↓↓↓
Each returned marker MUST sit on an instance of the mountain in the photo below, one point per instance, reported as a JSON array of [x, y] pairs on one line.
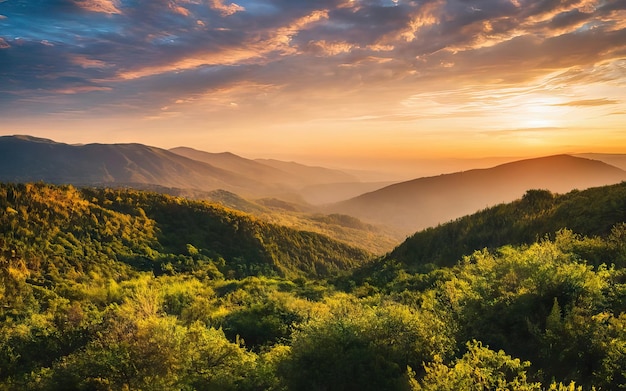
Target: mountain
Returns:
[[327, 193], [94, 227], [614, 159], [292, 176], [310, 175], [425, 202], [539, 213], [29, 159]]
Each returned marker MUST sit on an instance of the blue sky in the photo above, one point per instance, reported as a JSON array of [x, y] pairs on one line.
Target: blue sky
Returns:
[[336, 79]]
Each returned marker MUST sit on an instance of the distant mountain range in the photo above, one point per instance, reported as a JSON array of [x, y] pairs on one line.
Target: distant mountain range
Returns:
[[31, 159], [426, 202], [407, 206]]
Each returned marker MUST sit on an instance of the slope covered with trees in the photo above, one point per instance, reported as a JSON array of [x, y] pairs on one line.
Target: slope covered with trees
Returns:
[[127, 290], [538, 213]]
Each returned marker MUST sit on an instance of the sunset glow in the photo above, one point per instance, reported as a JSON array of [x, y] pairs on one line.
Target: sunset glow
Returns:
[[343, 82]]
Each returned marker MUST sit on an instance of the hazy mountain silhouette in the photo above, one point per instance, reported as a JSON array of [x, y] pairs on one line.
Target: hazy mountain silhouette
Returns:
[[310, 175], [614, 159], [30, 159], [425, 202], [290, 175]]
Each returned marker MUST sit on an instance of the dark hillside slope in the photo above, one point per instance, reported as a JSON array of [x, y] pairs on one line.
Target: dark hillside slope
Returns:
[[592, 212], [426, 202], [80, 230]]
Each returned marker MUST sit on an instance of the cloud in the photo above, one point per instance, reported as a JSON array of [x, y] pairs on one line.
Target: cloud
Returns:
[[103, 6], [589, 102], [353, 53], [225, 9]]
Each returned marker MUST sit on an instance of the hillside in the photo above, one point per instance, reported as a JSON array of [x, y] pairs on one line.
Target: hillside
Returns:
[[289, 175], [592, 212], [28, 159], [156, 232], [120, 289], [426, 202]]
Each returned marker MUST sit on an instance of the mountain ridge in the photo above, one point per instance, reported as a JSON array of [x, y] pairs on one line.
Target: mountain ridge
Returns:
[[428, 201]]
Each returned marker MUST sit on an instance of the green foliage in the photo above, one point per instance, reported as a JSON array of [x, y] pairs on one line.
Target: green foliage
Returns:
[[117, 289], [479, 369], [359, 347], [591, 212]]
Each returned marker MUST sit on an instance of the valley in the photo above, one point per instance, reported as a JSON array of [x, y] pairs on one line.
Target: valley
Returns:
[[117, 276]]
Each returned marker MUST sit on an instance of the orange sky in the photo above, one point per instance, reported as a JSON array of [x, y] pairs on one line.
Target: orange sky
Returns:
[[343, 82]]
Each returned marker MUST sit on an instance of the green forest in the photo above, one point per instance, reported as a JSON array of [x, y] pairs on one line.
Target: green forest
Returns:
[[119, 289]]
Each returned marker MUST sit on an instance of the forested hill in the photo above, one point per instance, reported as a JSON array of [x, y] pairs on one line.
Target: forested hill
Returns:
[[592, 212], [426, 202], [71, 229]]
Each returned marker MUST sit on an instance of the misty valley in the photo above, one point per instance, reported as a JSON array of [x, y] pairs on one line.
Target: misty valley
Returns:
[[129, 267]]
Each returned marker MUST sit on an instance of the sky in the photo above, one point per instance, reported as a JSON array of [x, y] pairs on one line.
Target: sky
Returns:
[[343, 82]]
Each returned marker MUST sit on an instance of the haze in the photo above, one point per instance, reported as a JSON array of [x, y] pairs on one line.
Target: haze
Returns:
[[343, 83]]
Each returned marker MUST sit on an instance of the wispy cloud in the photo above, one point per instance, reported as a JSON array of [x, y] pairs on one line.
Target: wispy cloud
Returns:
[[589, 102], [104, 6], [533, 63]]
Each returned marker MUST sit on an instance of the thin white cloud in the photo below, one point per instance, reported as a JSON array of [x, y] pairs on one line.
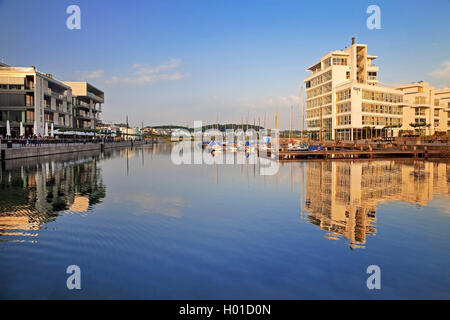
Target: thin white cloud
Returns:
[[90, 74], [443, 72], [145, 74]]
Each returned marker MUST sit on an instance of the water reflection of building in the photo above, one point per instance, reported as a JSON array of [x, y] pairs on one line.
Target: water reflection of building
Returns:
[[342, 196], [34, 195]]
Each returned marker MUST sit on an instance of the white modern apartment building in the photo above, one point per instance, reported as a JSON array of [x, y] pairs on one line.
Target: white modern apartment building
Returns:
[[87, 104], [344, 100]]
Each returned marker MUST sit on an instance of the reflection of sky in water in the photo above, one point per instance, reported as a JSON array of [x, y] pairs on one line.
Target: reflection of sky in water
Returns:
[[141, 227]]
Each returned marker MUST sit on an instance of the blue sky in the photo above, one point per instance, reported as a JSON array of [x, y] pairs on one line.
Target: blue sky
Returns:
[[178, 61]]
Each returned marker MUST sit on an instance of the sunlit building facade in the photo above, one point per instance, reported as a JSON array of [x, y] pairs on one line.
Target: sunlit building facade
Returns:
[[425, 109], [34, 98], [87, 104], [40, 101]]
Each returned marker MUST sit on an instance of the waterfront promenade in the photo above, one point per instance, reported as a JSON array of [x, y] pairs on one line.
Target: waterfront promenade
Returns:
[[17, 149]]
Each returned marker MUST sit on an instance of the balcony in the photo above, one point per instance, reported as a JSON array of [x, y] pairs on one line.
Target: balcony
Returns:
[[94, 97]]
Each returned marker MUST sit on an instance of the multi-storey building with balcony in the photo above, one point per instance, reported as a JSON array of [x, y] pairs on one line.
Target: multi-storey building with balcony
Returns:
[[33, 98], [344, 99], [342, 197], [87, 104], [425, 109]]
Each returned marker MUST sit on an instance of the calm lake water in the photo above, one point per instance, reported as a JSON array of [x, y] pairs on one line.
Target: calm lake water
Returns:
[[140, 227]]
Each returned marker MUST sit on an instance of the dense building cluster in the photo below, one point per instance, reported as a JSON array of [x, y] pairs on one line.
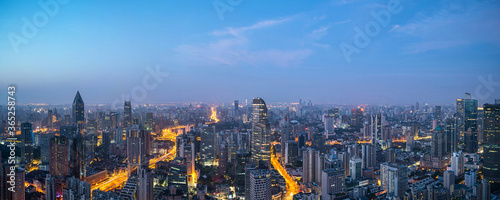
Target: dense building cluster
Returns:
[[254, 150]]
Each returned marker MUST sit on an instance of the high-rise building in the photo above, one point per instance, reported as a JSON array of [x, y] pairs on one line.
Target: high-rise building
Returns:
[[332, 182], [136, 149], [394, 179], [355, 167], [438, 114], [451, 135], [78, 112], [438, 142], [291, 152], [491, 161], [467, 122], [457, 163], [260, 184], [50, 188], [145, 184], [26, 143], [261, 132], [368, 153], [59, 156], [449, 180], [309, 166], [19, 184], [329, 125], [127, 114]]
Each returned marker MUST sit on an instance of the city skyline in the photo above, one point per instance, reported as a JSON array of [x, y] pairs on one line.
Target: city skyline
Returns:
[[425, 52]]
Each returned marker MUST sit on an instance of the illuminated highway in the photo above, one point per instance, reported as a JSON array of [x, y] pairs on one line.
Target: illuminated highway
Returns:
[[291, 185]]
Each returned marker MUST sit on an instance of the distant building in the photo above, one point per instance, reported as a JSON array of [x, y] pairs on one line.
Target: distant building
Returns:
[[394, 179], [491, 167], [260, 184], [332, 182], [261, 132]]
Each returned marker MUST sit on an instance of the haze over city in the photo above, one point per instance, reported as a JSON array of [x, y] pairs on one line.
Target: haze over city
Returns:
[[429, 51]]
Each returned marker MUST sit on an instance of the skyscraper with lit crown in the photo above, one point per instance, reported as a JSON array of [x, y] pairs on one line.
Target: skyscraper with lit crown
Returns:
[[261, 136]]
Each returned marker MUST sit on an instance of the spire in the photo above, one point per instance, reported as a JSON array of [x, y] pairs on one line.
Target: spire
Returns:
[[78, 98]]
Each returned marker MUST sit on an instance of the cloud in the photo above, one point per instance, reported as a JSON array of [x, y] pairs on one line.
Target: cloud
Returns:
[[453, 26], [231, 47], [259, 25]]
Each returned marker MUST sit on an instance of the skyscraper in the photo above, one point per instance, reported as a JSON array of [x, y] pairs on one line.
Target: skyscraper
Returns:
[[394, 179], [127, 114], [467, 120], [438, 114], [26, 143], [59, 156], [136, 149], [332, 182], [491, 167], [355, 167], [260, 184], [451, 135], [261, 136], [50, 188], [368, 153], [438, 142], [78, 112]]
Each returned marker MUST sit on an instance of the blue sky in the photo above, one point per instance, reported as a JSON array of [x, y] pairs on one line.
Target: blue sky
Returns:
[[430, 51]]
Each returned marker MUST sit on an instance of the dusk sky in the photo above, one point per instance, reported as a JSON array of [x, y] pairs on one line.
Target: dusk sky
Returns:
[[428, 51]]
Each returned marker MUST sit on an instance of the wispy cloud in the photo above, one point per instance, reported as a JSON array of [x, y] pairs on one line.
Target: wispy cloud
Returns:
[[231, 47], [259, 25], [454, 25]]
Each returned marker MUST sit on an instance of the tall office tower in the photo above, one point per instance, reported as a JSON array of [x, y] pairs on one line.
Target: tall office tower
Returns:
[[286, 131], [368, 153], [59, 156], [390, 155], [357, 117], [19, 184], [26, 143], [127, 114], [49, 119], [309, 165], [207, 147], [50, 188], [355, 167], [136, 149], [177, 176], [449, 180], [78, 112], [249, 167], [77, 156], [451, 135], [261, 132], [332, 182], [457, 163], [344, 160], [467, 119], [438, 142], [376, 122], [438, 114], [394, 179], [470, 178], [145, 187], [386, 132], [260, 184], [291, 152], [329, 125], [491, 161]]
↑↑↑
↓↓↓
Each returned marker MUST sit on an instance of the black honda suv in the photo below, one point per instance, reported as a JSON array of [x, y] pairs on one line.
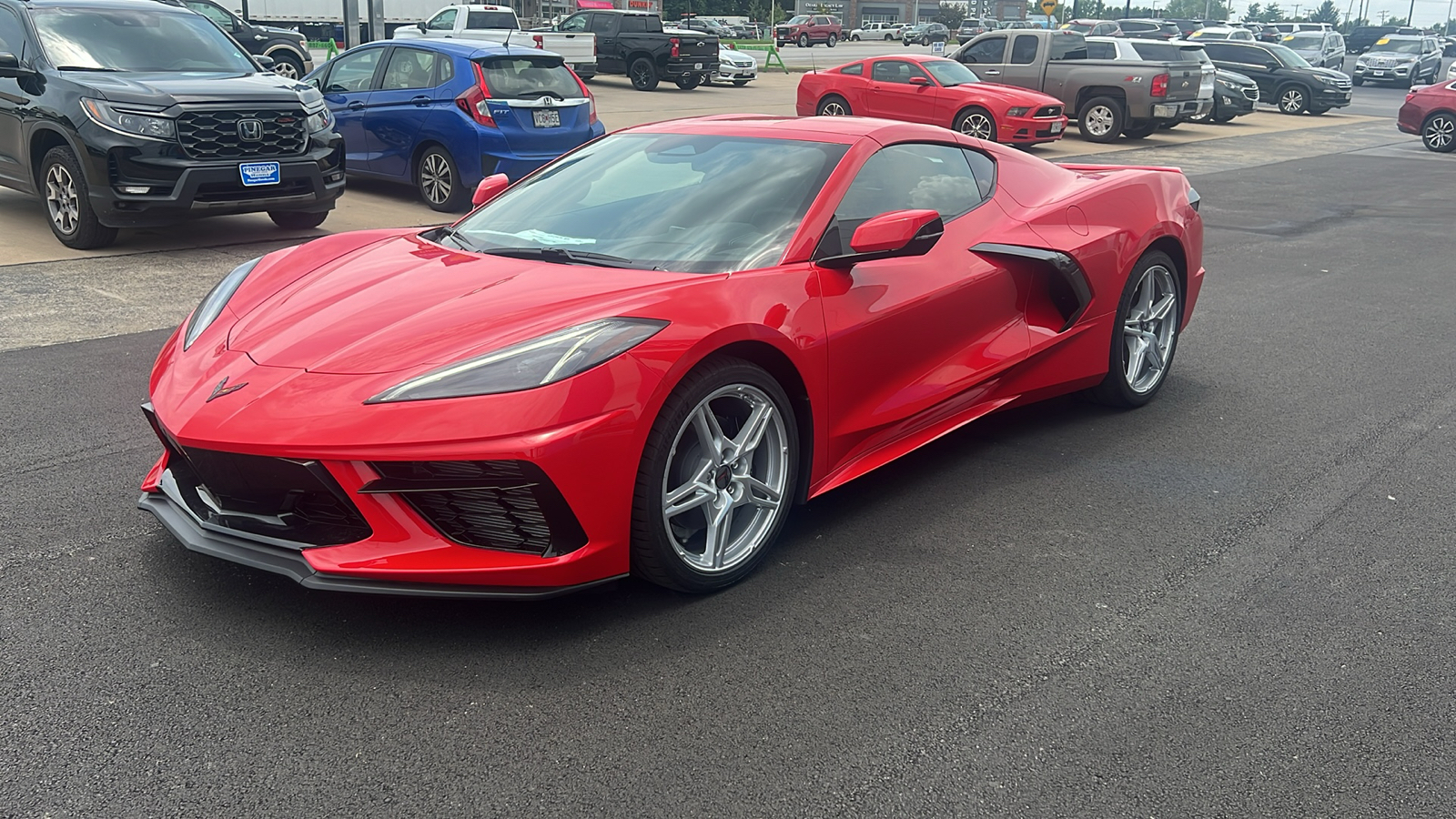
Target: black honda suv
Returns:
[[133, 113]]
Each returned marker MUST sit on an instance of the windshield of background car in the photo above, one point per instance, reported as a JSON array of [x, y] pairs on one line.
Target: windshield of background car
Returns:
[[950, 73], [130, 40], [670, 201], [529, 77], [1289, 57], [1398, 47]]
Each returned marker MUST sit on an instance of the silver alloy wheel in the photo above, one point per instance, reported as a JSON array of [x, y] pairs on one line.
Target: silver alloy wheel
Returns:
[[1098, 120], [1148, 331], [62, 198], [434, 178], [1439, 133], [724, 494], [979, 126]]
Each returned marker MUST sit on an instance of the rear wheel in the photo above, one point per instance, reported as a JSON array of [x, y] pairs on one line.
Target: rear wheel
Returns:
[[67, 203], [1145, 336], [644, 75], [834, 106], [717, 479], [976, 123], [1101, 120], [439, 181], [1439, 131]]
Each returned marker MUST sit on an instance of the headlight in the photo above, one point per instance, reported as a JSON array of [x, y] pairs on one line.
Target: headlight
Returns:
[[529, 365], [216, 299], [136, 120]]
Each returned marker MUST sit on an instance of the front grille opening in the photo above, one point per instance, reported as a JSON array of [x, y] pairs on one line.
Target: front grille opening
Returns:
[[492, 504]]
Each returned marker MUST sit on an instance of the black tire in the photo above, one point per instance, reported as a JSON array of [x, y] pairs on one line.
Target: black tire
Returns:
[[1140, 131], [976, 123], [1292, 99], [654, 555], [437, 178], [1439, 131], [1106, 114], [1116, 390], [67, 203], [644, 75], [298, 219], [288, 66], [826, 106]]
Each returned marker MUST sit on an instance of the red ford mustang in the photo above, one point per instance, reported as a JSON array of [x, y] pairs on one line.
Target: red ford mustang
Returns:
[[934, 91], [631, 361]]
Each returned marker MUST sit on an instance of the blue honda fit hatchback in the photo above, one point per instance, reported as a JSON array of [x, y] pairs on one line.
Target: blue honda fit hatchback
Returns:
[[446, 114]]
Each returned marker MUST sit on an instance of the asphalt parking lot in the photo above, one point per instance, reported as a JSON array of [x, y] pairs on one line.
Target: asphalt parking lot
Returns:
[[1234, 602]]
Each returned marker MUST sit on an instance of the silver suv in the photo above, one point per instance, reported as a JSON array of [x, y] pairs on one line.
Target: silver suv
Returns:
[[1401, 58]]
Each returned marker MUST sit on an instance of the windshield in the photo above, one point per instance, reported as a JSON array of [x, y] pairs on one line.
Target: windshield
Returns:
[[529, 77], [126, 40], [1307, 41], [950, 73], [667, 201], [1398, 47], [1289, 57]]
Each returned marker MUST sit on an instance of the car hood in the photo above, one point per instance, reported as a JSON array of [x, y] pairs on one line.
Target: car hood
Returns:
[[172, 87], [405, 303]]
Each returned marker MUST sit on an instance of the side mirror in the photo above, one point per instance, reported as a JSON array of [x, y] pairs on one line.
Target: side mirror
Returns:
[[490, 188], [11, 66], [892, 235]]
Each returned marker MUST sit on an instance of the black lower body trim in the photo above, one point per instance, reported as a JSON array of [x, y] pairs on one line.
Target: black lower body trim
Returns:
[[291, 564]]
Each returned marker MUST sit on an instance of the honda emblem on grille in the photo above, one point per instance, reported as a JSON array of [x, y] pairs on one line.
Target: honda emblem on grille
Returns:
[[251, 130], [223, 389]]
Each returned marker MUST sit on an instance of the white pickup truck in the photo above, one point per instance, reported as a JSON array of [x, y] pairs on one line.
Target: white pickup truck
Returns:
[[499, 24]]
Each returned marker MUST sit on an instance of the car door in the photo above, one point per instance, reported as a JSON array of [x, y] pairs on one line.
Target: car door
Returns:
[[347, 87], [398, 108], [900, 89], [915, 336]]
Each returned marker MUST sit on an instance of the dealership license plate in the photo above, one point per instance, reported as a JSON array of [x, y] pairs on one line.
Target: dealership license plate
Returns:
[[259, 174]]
↑↑↑
↓↓↓
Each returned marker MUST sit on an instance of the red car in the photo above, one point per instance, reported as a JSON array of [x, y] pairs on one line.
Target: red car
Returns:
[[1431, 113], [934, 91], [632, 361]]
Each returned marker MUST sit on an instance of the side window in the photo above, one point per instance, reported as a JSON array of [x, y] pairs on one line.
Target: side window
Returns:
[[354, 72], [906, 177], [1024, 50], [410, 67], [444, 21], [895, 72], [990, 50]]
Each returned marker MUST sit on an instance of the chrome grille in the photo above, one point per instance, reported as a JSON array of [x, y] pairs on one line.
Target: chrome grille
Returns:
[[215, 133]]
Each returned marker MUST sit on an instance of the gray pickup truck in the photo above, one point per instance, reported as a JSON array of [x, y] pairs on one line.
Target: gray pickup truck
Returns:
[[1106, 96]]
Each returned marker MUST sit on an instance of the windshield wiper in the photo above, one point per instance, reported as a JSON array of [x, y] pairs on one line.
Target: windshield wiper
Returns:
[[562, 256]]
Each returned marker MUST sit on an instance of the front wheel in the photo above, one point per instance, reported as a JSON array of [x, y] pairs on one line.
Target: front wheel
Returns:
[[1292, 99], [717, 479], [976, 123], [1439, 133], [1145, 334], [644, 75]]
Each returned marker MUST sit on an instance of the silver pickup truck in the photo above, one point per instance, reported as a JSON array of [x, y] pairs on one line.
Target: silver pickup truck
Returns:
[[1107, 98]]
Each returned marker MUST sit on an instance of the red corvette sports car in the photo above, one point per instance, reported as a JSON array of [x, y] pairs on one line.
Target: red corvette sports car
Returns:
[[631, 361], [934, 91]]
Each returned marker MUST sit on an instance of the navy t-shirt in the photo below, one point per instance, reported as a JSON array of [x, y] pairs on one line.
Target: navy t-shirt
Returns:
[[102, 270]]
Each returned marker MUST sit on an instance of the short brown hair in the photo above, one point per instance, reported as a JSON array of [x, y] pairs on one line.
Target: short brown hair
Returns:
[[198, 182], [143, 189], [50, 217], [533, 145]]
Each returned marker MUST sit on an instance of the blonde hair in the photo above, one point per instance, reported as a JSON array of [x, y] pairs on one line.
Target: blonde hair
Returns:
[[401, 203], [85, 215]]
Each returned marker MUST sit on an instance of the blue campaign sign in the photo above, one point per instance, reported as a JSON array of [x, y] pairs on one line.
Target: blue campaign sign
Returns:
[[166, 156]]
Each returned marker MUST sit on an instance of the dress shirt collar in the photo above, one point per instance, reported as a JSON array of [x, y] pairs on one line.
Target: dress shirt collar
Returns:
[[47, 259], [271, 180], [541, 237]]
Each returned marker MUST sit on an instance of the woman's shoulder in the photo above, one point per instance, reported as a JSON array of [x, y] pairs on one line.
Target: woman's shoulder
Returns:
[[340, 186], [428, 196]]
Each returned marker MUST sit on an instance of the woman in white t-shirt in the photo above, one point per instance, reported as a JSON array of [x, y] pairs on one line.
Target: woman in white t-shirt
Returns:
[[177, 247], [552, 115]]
↑↑↑
Given instruction
Give back the items from the line with "Each returned marker MUST sit on an instance of the hazy" to the line with "[[310, 175], [614, 159], [30, 159], [425, 202], [290, 175]]", changing every "silhouette" to "outline" and leaving all else as it stands.

Answer to this problem
Each returned marker MUST sit on an instance of the hazy mountain outline in the photo above, one point per instance, reported as a JSON array of [x, y] pairs on one line.
Target: hazy mountain outline
Returns:
[[310, 175], [614, 159], [30, 159], [425, 202], [290, 175]]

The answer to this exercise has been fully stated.